▸ What the exercise asks
Determine the number of lines in the data that include the word "tuft", and write only that number.

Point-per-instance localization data
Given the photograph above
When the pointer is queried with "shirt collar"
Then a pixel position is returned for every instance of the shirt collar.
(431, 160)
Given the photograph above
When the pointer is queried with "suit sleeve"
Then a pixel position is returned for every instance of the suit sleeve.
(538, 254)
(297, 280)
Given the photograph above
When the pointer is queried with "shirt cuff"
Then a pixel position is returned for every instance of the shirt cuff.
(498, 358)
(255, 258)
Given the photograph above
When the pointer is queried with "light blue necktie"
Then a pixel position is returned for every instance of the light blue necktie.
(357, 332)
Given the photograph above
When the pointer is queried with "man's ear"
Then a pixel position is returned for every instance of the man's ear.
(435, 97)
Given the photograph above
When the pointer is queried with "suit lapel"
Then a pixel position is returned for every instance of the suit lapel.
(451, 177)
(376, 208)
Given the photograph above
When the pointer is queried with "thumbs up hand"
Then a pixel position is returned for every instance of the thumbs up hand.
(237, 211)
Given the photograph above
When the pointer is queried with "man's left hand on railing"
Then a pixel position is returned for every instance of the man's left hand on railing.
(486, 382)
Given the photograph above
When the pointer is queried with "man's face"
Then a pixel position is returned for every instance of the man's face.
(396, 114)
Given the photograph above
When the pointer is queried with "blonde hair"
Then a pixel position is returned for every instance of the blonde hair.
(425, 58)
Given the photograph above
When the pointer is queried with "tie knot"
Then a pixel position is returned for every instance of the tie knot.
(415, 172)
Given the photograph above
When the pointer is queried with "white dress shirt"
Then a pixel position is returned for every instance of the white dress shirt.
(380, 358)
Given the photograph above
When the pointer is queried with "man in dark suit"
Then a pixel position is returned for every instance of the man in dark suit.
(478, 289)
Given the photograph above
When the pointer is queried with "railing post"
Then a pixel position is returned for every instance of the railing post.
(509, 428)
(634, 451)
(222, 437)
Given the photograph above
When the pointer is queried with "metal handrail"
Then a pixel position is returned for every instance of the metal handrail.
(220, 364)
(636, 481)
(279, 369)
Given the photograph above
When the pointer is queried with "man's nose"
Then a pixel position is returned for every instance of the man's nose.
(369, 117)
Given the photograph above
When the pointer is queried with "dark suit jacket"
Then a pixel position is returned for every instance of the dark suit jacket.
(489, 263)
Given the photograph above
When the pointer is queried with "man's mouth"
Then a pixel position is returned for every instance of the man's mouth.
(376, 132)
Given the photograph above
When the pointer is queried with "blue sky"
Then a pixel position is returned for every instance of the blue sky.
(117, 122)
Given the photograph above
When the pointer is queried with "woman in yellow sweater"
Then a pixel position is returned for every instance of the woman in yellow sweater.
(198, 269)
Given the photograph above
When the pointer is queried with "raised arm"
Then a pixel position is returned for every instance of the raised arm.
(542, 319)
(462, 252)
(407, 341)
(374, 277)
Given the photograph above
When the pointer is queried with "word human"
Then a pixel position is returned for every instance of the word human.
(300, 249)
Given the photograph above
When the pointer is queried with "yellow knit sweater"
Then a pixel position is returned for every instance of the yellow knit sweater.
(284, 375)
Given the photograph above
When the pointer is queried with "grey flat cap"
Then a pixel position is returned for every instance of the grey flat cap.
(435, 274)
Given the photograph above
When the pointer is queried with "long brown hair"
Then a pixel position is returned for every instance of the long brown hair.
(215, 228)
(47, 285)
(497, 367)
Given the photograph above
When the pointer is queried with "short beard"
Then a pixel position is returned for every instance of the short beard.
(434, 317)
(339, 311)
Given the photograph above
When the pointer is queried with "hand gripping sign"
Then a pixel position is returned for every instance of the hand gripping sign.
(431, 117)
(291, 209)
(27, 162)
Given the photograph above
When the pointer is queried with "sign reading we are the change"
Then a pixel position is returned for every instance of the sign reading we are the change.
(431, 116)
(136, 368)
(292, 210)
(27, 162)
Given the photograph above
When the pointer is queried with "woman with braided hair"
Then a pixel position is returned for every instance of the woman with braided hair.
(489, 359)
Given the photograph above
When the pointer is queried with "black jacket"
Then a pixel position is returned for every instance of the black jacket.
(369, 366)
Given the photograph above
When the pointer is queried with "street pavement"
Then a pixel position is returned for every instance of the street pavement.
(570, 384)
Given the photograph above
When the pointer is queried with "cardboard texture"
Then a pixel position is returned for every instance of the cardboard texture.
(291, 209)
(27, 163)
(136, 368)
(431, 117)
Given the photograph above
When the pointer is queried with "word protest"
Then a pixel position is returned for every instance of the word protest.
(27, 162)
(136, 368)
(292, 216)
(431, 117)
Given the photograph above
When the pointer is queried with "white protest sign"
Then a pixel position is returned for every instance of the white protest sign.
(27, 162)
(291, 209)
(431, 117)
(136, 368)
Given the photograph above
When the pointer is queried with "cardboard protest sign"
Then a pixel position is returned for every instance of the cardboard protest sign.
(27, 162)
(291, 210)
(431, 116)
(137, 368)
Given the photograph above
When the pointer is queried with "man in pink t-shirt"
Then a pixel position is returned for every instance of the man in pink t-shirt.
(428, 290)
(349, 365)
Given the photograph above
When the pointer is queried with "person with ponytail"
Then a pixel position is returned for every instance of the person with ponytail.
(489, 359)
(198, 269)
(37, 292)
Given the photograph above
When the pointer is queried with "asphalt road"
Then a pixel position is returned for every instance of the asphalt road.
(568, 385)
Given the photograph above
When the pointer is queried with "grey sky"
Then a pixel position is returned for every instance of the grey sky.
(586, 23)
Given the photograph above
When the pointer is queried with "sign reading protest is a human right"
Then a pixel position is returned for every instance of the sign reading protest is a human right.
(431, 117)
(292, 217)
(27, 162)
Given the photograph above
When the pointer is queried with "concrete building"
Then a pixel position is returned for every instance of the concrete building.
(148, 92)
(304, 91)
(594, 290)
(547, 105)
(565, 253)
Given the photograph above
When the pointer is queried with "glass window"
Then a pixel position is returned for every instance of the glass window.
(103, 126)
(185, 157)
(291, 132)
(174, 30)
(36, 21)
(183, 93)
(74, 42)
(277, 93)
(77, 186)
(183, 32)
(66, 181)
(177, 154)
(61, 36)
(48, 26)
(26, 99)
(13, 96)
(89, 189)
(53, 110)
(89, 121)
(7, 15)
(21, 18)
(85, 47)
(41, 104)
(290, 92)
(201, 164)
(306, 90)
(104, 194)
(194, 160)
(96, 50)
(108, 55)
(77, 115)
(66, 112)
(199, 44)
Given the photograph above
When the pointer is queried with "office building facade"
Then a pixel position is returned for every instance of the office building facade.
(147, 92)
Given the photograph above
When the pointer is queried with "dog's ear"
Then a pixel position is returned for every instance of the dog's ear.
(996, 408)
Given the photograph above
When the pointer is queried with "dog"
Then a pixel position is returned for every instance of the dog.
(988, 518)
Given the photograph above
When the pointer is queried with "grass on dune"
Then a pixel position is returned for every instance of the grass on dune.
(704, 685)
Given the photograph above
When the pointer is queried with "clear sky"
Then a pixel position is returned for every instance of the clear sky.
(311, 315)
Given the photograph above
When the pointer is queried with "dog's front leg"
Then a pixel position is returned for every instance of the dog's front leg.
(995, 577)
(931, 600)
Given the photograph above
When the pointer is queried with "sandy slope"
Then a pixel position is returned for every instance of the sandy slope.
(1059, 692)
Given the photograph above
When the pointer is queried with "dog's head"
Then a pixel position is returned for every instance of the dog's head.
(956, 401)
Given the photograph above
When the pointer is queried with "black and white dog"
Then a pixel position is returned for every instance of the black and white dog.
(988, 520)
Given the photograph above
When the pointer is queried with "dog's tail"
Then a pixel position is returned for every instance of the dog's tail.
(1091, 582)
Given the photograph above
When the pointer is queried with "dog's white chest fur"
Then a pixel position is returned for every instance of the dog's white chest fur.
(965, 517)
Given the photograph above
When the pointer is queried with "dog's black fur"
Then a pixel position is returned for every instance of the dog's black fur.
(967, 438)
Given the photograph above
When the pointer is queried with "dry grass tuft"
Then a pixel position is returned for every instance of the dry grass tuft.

▸ Solution
2